AIM
Convert the stretch of the records from the line containing "Please segment every instance of the <item>fence" through the line containing "[[[98,72],[98,97],[101,97],[101,74]]]" into a numbered list, skipping any blank lines.

PROVIDED INFORMATION
— START —

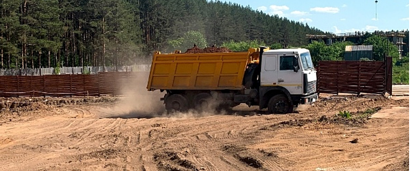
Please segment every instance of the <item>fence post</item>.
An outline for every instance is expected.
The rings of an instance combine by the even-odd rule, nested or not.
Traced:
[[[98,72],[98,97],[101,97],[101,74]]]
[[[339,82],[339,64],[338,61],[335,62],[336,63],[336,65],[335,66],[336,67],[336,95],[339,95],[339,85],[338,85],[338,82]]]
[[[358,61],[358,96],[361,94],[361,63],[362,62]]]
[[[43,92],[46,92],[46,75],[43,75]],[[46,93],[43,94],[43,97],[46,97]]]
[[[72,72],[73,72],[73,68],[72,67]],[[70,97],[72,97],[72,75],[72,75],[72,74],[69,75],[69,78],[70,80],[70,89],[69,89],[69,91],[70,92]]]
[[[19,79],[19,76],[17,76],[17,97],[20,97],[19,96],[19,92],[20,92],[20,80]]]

— END —
— START —

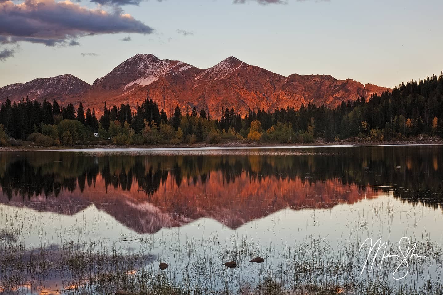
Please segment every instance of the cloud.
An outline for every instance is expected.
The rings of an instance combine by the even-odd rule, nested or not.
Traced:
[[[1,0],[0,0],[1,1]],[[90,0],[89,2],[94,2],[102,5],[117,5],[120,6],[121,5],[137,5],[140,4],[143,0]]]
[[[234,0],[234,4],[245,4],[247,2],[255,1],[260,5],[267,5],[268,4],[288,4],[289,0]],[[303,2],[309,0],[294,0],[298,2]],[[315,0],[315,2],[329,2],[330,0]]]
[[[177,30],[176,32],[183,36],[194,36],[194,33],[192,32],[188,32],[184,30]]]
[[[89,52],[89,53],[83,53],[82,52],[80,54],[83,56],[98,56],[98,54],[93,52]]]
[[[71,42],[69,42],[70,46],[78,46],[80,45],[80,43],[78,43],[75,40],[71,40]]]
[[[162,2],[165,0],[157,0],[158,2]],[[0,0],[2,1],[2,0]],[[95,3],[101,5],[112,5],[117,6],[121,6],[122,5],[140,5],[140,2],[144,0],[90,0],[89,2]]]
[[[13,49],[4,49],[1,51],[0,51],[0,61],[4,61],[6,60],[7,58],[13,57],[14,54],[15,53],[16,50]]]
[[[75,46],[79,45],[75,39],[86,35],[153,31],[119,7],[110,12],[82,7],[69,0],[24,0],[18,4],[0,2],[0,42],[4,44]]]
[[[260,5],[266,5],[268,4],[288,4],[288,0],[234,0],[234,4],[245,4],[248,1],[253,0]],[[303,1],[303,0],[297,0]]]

— END —
— START —

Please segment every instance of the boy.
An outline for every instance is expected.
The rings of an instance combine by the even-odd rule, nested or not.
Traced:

— END —

RESPONSE BELOW
1. Please segment every instance of the <item>fence post</item>.
2. An outline for every instance is expected.
3. The rings of an instance combine by the even-odd rule, nested or not.
4. Traced:
5. [[[98,72],[98,97],[101,97],[101,74]]]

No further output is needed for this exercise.